Exercices
1) Pour chaque affirmation, dites par oui ou par non si elle concorde avec le texte sur le film Garage, puis citez mot pour mot le passage qui tranche. (a) Josie loge dans la station-service où il travaille. (b) Le camionneur, client régulier, part pour l'Australie. (c) Josie marche difficilement à cause d'un genou abîmé.
2) Reprenez le texte sur le film Garage après sa dernière phrase et poursuivez-le.

Texte fourni

Le réalisateur s’attache à faire de Josie une figure on ne peut plus marginale. Le garage est situé en périphérie de cette localité, elle-même dans un coin reculé de l’Irlande rurale. Si la ruralité intéresse le cinéaste, c’est pour cet aspect spatial et plutôt que de sombrer dans le film carte postale pittoresque, il multiplie les signes de la banalité. Le fait que Josie habite un réduit sordide de cette station-service amplifie cette dimension marginale, il fait corps avec son lieu de travail, l’espace public et privé ne font qu’un. L’horizon mental et géographique du personnage est ainsi considérablement borné, s’il s’aventure au pub et à l’épicerie du patelin, seuls les « autres » partent : un camionneur, client régulier, aux Pays-Bas et l’épicière pour une indéterminée destination ensoleillée. Le personnage est littéralement scotché à un centre de gravité : le garage. Ce non-rapport à l’ailleurs est aussi souligné ironiquement par le fait qu’il est toujours coiffé de sa casquette « Australia ». Dans ses promenades, plaisir simple qu’il affectionne, nez au vent, il prend toujours un chemin de traverse qui lui permet de rendre visite à un cheval.
La ruralité, un simplet et un acteur prodigieux (Pat Shortt, très célèbre en Irlande notamment pour ses one-man-shows), il y avait là la place pour une comédie pleine de dérision sur les ploucs irlandais ou un propos moralisant (du genre « la différence, c’est notre richesse à tous !»), mais Lenny Abrahamson évite ces périlleux travers avec soin, c’est bien heureux, pour s’engager dans un minimalisme doux-amer. Garage épouse dans une forme très dépouillée son personnage. Josie est, on l’a compris, un peu lent à la détente, de plus il ne marche pas facilement à cause d’une hanche déglinguée. De manière très linéaire, le film avance à son rythme, c’est-à-dire avec patience, par petites touches en alternant blocs temporels étirés et ellipses, aussi bien dans la drôlerie, subtilement présente, que dans le tragique, vers lequel Garage se dirige.

Données enregistrées
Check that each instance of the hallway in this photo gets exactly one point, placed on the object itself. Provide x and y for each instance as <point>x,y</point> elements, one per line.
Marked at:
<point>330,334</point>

Réponses
1)
(a) Oui : « Le fait que Josie habite un réduit sordide de cette station-service »
(b) Non : « un camionneur, client régulier, aux Pays-Bas »
(c) Non : « il ne marche pas facilement à cause d’une hanche déglinguée »

2)
Par le truchement de David (Conor Ryan), un adolescent qui vient l’aider au garage en fin de semaine, le monde de Josie si réglé et normé se trouve tout à coup bouleversé. La cohabitation entre les deux êtres est d’abord filmée en plans plutôt larges, ils se retrouvent ensuite buvant des bières et scrutant le couchant dans un cadre serré, les deux profils en enfilade : une relation se noue avec ce jeune garçon timide et peu causant. Le simplet sort de ses sentiers battus et rebattus, il existe, au moins aux yeux de quelqu’un, à part entière. Être innocent, et il l’est, c’est ne pas voir le mal, un penchant qui ne s’accorde pas avec la complexité et la rudesse des relations humaines. Josie est sorti de sa condition et le corps social ne manquera pas de le sommer de faire le chemin inverse. La solitude n’est alors plus la même, elle est solitude.